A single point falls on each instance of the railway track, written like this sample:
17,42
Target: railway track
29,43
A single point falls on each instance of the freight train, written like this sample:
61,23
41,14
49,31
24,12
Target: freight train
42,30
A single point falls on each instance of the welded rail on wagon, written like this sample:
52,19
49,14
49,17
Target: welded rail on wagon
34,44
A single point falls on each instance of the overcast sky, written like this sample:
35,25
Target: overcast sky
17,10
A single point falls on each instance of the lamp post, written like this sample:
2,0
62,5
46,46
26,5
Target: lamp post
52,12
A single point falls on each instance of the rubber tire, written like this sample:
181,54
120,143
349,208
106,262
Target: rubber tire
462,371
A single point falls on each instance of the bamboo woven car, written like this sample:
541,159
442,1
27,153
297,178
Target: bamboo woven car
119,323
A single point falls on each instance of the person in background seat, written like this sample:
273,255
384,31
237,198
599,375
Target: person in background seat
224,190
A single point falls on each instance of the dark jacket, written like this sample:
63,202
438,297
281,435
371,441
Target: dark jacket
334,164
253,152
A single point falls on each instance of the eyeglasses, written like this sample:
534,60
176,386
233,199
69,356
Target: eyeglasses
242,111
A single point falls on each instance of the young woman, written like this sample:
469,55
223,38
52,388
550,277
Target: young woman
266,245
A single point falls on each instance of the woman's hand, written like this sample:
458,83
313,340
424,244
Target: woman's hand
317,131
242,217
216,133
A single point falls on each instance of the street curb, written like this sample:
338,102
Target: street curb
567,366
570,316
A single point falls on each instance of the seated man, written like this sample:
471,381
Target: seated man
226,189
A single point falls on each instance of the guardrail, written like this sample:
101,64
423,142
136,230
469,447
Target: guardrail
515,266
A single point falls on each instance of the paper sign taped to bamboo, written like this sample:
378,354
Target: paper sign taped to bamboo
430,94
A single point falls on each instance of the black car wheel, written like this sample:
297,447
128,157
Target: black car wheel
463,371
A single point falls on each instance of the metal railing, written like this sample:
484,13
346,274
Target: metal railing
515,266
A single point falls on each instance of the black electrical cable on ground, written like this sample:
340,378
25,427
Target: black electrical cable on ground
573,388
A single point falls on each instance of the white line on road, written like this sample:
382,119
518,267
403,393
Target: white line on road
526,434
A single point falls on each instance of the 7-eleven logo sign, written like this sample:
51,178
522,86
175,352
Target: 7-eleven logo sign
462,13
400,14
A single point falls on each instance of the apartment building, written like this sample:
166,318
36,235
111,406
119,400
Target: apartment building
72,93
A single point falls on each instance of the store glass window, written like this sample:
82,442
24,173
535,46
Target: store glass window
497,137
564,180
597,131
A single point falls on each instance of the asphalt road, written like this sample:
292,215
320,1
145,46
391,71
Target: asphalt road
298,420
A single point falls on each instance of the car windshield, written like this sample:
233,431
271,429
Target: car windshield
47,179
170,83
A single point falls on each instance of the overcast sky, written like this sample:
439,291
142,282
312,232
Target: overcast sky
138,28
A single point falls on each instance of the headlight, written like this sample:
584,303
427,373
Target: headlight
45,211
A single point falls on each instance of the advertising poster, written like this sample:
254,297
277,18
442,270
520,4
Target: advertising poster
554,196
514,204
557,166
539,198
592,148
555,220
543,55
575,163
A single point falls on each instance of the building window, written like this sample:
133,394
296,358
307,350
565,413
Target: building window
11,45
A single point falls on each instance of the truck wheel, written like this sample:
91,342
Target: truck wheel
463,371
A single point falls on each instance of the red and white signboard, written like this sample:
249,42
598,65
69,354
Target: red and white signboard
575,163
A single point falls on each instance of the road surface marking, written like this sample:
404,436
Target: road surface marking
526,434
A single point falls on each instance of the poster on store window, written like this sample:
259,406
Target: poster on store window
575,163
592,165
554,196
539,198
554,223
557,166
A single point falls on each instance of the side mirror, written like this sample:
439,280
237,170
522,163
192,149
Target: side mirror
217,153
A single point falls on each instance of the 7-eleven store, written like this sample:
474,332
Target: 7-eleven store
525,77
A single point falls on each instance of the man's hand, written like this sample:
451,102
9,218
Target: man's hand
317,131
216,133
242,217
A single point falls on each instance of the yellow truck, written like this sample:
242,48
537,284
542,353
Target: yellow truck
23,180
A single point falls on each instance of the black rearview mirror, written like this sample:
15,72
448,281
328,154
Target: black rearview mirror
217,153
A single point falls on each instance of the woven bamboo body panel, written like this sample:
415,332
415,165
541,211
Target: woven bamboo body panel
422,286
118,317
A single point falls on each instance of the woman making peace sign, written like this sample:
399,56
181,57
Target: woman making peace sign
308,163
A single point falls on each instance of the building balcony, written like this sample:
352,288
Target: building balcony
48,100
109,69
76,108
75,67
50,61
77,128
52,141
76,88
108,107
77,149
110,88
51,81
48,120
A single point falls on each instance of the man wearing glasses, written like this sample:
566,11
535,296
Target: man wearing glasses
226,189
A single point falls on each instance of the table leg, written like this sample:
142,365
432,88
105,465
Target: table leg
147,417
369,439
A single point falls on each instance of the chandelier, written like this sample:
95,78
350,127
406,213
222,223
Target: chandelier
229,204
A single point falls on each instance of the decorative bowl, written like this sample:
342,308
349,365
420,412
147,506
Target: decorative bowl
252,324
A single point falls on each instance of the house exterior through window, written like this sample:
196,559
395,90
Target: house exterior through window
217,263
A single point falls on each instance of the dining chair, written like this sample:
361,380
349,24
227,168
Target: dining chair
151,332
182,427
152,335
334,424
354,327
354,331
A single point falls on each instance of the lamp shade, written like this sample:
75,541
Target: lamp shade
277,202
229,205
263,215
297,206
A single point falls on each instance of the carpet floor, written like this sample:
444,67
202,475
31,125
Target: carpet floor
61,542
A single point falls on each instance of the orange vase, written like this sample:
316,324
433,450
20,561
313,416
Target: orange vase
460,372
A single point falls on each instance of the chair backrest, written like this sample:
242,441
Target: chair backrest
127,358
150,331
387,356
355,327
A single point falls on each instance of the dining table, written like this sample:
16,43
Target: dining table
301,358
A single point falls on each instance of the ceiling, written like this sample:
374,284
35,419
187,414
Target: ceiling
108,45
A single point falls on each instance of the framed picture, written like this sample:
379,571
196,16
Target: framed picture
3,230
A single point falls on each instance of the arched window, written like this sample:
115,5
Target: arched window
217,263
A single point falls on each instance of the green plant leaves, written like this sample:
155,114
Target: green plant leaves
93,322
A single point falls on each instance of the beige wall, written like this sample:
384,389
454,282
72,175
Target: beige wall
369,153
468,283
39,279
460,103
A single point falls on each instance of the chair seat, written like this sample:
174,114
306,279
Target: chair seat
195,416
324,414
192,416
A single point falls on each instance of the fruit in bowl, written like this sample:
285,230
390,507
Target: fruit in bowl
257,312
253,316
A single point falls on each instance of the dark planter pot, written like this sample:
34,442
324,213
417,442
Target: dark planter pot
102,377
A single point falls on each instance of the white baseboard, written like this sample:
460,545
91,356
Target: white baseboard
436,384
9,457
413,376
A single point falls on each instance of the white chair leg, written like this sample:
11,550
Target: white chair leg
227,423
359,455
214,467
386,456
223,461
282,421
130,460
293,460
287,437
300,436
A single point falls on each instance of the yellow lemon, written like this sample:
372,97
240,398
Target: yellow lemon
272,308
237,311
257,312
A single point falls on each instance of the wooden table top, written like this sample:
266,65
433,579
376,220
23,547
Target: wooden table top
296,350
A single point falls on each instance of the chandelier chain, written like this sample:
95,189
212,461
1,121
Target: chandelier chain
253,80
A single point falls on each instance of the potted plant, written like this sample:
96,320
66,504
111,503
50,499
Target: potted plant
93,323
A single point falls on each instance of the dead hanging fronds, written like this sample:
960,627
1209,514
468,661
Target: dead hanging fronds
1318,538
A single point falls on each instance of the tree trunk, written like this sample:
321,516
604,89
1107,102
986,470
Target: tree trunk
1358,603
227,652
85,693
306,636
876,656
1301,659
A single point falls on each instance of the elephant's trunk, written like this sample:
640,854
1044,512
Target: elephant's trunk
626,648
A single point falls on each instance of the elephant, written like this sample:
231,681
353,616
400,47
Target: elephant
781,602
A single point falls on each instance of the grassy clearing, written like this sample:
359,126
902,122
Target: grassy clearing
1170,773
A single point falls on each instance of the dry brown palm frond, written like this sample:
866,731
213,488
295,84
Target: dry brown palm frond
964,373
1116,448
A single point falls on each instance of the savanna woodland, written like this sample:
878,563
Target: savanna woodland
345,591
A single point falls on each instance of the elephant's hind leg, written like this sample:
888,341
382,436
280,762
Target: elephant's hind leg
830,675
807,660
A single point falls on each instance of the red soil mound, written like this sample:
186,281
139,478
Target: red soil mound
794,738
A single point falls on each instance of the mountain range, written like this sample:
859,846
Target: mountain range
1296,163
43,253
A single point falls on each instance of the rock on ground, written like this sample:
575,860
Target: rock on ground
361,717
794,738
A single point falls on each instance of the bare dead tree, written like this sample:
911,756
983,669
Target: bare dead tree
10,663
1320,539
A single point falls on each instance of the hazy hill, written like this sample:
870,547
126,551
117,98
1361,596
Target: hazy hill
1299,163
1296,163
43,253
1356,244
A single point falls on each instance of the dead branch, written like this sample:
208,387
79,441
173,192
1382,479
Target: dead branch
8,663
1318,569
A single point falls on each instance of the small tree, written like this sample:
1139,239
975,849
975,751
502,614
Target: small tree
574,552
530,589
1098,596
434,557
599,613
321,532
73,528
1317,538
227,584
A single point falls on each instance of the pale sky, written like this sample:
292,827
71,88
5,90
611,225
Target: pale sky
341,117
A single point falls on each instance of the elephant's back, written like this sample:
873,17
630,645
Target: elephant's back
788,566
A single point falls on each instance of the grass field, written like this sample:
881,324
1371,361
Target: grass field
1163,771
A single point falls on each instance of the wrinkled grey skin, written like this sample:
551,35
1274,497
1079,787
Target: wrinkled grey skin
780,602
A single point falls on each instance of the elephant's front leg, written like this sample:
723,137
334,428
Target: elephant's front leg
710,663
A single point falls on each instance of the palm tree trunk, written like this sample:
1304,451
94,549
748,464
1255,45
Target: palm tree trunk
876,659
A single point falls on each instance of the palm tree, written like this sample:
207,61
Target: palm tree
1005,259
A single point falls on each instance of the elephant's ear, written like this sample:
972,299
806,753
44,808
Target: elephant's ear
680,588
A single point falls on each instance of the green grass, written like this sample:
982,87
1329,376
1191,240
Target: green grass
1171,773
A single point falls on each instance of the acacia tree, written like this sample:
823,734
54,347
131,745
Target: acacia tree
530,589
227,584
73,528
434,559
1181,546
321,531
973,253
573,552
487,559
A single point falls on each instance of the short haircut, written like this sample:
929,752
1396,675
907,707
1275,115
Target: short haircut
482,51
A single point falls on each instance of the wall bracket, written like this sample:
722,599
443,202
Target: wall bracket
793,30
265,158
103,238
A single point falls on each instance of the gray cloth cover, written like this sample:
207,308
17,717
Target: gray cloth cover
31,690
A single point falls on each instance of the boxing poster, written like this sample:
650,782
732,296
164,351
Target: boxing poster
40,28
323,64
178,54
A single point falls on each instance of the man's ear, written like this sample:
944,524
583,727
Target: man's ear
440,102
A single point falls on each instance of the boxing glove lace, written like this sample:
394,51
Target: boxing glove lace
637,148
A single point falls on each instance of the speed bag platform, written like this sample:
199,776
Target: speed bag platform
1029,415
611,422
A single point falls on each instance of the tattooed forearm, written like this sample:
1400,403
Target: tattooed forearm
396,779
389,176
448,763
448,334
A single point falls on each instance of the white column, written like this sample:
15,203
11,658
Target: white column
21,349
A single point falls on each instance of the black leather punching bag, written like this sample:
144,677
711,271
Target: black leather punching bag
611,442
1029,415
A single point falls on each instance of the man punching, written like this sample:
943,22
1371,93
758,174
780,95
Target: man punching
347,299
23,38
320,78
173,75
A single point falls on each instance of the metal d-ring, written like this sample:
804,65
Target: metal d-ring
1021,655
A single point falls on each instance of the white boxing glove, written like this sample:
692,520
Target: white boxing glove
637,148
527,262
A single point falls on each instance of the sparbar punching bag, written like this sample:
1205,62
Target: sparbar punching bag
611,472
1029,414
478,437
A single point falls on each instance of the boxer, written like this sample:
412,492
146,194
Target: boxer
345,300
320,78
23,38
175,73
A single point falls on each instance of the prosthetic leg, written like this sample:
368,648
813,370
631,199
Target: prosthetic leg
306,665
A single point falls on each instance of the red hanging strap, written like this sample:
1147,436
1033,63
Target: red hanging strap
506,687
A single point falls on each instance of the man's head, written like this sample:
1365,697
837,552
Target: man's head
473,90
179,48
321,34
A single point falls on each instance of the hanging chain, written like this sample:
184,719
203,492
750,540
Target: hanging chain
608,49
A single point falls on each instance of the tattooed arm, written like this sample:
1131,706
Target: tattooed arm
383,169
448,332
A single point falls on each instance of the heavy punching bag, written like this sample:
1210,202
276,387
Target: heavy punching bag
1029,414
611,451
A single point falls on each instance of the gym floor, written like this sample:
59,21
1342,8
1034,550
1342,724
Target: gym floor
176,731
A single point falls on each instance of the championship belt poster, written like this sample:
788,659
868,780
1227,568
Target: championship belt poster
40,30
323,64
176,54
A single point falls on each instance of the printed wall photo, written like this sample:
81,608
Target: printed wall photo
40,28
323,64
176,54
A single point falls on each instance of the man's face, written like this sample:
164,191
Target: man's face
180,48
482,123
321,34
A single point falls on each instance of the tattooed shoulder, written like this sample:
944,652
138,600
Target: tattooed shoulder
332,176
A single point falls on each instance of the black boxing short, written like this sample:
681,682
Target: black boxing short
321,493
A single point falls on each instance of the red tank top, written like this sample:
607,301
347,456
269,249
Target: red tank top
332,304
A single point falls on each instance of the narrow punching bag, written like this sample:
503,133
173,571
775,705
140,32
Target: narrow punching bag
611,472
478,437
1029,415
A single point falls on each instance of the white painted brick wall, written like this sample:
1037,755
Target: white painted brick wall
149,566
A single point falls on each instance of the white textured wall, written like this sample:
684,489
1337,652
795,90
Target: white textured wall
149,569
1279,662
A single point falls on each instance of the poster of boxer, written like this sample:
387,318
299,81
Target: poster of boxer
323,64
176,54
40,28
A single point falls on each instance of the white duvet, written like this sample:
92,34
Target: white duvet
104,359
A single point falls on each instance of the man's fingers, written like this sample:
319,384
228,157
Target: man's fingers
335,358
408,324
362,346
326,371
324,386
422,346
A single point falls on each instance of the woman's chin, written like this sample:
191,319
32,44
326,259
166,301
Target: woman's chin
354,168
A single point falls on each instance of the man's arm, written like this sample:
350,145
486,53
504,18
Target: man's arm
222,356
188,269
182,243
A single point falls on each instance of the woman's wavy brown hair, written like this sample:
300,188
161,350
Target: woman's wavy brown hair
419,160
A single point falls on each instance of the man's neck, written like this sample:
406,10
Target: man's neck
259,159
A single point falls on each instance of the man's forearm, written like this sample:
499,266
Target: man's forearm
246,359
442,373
-- -- --
TASK PROMPT:
Starting at the line that contains "A single point falls on each instance of the white painted", write out every line through the end of the entries, exactly and with nothing added.

RESULT:
A single point falls on each instance of the white painted brick wall, written like this sample:
1037,755
Target: white painted brick wall
149,566
A single point falls on each instance of the white textured wall, written like this sample:
684,489
1337,652
795,90
Target: white textured wall
149,569
1279,662
A single point falls on each instance of the poster of boxer, written like this sample:
387,318
299,81
Target: poster of boxer
323,64
176,54
40,28
A single point falls on each instance of the white duvet, written like this sample:
92,34
Target: white duvet
104,359
A single point falls on each instance of the man's fingers, written like this sample:
319,384
228,157
Target: man's fingers
335,358
408,324
362,346
326,371
324,386
422,346
A single point falls on each instance of the woman's chin, written like this sample:
191,319
32,44
326,259
166,301
Target: woman's chin
354,168
A single point falls on each instance of the man's arm, written like this sample:
350,145
486,53
504,18
Target: man's arm
222,356
188,269
182,243
A single point falls on each instance of the woman's wavy brown hair, written like this sample:
300,188
161,350
Target: woman's wavy brown hair
419,160
A single point falls on each instance of the man's neck, written like this sample:
406,10
Target: man's neck
259,159
A single point falls on each instance of the man's forearm, written like this sample:
499,266
Target: man's forearm
246,359
442,373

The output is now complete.